REQUIREMENTS: Write the data below out exactly as it stands. Do not include the pictures.

------------------------------------

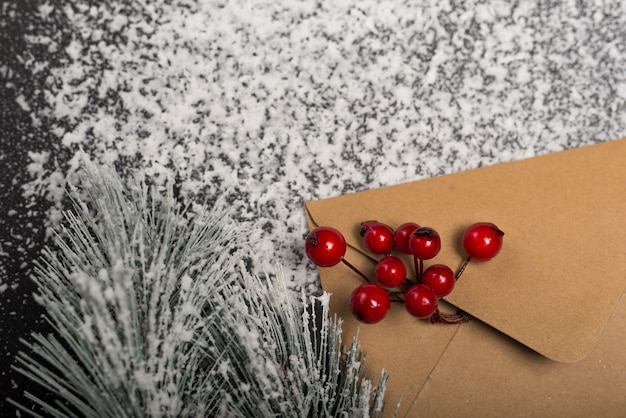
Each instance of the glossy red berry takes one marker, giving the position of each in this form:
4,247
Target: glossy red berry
402,234
325,246
420,301
424,243
390,271
482,241
378,236
439,278
369,303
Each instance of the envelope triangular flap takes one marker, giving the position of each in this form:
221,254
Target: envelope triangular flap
562,268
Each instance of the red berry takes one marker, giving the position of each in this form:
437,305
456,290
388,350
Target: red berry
424,243
377,236
370,303
439,278
390,271
420,301
325,246
482,241
402,235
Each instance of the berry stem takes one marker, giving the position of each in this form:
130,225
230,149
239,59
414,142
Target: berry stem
462,269
418,263
356,270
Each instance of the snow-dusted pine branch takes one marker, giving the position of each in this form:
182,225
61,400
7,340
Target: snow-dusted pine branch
156,315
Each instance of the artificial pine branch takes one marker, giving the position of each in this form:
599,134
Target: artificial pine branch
156,316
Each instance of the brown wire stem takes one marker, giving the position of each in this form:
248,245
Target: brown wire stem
356,270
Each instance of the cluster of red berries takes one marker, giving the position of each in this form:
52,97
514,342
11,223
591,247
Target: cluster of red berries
370,302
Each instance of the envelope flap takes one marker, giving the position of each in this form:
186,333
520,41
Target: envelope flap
562,268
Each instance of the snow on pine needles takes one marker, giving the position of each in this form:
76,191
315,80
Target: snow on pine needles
156,315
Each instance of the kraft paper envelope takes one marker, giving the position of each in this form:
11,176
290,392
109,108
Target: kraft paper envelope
548,330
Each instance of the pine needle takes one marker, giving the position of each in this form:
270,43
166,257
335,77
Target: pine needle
156,315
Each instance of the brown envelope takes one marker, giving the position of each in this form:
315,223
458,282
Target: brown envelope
548,334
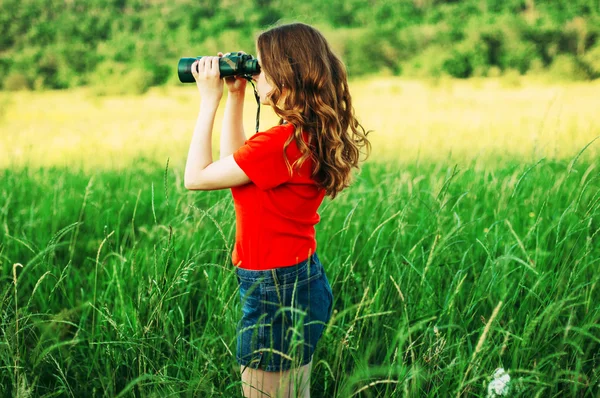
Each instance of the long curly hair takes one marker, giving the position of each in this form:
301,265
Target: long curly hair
310,91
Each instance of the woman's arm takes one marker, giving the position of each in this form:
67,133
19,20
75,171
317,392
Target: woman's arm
232,132
200,171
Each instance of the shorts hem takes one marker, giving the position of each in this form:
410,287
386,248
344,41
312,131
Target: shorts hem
252,364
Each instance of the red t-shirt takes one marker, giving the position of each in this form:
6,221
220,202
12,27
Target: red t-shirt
275,213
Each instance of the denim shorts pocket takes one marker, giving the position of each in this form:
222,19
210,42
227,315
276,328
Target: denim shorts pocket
287,278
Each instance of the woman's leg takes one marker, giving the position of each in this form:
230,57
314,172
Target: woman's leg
293,383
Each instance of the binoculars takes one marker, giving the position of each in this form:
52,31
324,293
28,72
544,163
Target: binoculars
229,65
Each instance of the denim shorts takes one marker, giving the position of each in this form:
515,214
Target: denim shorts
284,313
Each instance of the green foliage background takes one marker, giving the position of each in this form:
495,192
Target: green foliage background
135,44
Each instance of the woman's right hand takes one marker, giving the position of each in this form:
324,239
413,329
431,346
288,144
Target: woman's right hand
235,84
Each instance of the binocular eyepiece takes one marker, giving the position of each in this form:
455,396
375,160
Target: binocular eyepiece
230,64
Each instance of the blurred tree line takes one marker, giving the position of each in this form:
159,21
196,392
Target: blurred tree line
130,45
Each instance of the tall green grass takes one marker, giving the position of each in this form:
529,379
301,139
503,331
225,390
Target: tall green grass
120,283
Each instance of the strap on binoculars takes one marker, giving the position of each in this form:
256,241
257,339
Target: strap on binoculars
249,78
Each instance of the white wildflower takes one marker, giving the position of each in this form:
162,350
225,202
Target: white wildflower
499,386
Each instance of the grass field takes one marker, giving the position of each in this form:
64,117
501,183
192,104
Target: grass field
469,241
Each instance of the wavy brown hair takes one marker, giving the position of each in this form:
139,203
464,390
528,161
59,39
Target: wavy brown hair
310,91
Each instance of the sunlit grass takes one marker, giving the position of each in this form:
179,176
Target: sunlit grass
470,241
410,120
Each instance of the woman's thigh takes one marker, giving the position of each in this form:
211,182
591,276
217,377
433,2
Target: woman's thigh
257,383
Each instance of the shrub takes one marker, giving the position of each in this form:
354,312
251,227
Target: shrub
566,67
591,60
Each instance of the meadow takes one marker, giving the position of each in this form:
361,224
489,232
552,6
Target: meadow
469,241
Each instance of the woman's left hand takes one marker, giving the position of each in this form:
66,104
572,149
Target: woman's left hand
208,78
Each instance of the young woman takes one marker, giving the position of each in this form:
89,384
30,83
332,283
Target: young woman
278,179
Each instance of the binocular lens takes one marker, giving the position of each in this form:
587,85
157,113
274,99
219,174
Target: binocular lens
229,65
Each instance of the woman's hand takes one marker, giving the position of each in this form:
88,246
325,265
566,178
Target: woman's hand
235,84
208,78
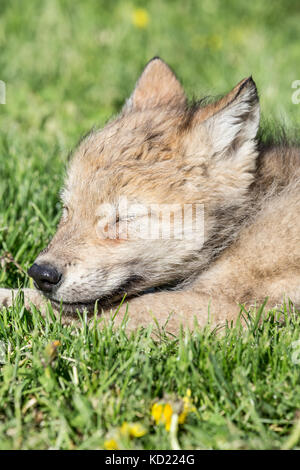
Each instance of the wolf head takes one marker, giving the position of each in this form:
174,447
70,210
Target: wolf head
145,197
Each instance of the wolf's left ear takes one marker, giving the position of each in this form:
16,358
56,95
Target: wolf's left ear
233,121
157,86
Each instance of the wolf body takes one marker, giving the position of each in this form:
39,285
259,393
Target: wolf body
162,151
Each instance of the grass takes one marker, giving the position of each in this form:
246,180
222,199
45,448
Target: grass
66,69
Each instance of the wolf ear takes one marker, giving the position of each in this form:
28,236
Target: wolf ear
233,121
157,86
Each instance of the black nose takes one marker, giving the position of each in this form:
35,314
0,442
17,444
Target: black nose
45,276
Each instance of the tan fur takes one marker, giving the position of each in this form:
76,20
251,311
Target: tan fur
160,150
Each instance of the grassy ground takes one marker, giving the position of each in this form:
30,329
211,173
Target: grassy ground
68,66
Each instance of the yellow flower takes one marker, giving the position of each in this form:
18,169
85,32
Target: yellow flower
162,413
132,429
111,444
140,18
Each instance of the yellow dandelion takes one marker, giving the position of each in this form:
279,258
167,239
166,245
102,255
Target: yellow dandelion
156,412
140,18
111,444
132,430
162,414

------------------------------------

ANSWER:
Each instance of the glossy red berry takes one marker, giving the position of each in this form:
4,247
Target: glossy red berry
402,234
325,246
420,301
424,243
390,271
482,241
378,236
439,278
369,303
Each instance of the envelope triangular flap takes one marker, giving the position of each in this form:
221,254
Target: envelope triangular flap
562,268
Each instance of the red berry takes one marker, giving the position of each in this form:
437,305
456,290
388,350
Target: red berry
424,243
377,236
370,303
439,278
390,271
420,301
325,246
482,241
402,235
Each instance of the berry stem takes one marker, giving the position of each in this form:
130,225
230,149
239,59
414,142
Target: berry stem
462,269
418,263
356,270
Each instance of the snow-dusted pine branch takes one marker, giving the position of each in this form:
182,225
61,400
7,340
Target: snow-dusted pine branch
156,315
Each instance of the artificial pine branch takes one marker, giving the position of each in this form:
599,134
Target: artificial pine branch
156,316
Each instance of the brown wire stem takes one marker, giving the position of each in this form:
248,245
Target: brown wire stem
356,270
Each instance of the cluster of red berries takes one marker, giving the position of each in this form:
52,97
514,342
11,223
591,247
Target: cluster of red berries
370,302
Each instance of the envelope flap takes one marker, giving the position of each in this form:
186,333
520,41
Target: envelope flap
562,268
Each instance of the snow on pine needles takes one marker, giving the position of each in this form:
76,191
315,80
Target: snow on pine needles
156,315
Each instance of the kraft paper envelope takes one marker, giving the position of each in this form:
11,176
290,392
109,108
Target: kraft paper envelope
548,330
Each instance of the pine needle takes one marker, giving the position of each in this form:
270,43
166,257
335,77
Target: pine needle
156,315
Each instance of the brown envelope takes one marker, giving the position of each in this form:
315,223
458,282
Target: brown envelope
548,334
Each instance of the long curly hair takes one marker, giving the position of each in this form:
301,265
Target: long curly hair
310,91
Each instance of the woman's arm takes one marker, giving the position of each in this form:
67,133
19,20
75,171
317,392
Target: woman's arm
232,132
200,171
Each instance of the shorts hem takes one marker, giving the position of each in this form:
410,287
386,248
344,41
312,131
Target: shorts hem
252,364
Each instance of the red t-shirt takes one marker, giving the position of each in this form:
6,221
220,202
12,27
Target: red t-shirt
275,213
Each instance of the denim shorts pocket takes one marker, giving the position of each in this form:
222,19
210,42
227,315
276,328
Target: denim shorts pocket
287,278
Each instance of the woman's leg takes one marker, giving the position of each in this form:
230,57
314,172
Target: woman's leg
293,383
Each instance of the binoculars takes one marker, giving the position of each in this form:
52,31
324,293
28,72
544,163
Target: binoculars
229,65
Each instance of the denim shorts takes one marker, giving the position of each in this form:
515,214
Target: denim shorts
284,313
Each instance of the green foliage background takes one marker, giving the position of each in this form:
495,192
Target: green foliage background
135,44
Each instance of the woman's right hand takes one marker, giving the position of each in this form:
324,239
413,329
431,346
288,144
Target: woman's right hand
235,84
Each instance of the binocular eyepiece takes one marker, giving the position of each in this form:
455,396
375,160
Target: binocular eyepiece
230,64
Each instance of the blurred tree line takes one marker, giving the position of each in this form:
159,21
196,392
Target: blurred tree line
130,45
Each instance of the tall green grass takes one marker, giving the position of each in this form:
529,379
301,139
503,331
225,390
Target: tall green grass
120,283
Each instance of the strap on binoculars takes one marker, giving the position of each in this form:
256,241
257,339
Target: strap on binoculars
249,78
Each instance of the white wildflower takes one marker, giving the position of each in this form:
162,350
225,202
Target: white wildflower
499,386
Each instance of the grass field takes one marker, giving the position of each in this form:
64,117
501,183
192,104
Target: grass field
469,241
Each instance of the wavy brown hair takes one marker, giving the position of each in this form:
139,203
464,390
528,161
59,39
Target: wavy brown hair
310,91
Each instance of the sunlit grass takes one marker, giving the position of each in this form:
179,176
Target: sunlit grass
470,241
410,120
Each instance of the woman's thigh takes one marker, giving the position of each in this form:
211,182
591,276
217,377
433,2
Target: woman's thigh
257,383
Each instance of the shrub takes one marker, giving the position of each in this form:
354,312
251,227
Target: shrub
566,67
591,60
Each instance of the meadow takes one marker, giving the position of each in this form:
361,224
489,232
552,6
Target: meadow
469,241
Each instance of the woman's left hand takes one marker, giving the position of each in this form:
66,104
572,149
Target: woman's left hand
208,78
Each instance of the young woman takes one marker, giving the position of each in this form:
89,384
30,83
332,283
Target: young woman
278,179
Each instance of the binocular lens takes one marker, giving the position of each in this form:
587,85
157,113
274,99
219,174
Target: binocular lens
229,65
Each instance of the woman's hand takes one marker, giving the position of each in this form:
88,246
325,265
566,178
Target: woman's hand
235,84
208,78
Each instance of the wolf head takes one marker, giving the position of each in this form:
174,447
70,210
Target: wolf head
145,197
Each instance of the wolf's left ear takes one marker, giving the position of each in this form:
16,358
56,95
Target: wolf's left ear
233,121
157,86
Each instance of the wolf body takes one marker, giving the position of each in this form:
39,285
259,393
Target: wolf body
162,151
Each instance of the grass takes one marker, giving the position of each in this form:
246,180
222,199
45,448
Target: grass
66,69
Each instance of the wolf ear takes one marker, giving the position of each in this form:
28,236
Target: wolf ear
233,121
157,86
Each instance of the black nose takes one marker, giving the position of each in this form:
35,314
0,442
17,444
Target: black nose
45,276
Each instance of the tan fur takes one marker, giving the position of each in this form:
76,20
251,311
Target: tan fur
160,150
Each instance of the grassy ground takes one marker, giving the position of each in this form:
30,329
211,173
Target: grassy ground
68,66
Each instance of the yellow flower takes one marker, giving the position of each in this form:
18,169
85,32
Target: yellow flower
162,413
132,429
111,444
140,18
Each instance of the yellow dandelion takes one marker, giving the position of each in this form:
279,258
167,239
166,245
102,255
Target: yellow dandelion
156,412
140,18
111,444
132,430
162,414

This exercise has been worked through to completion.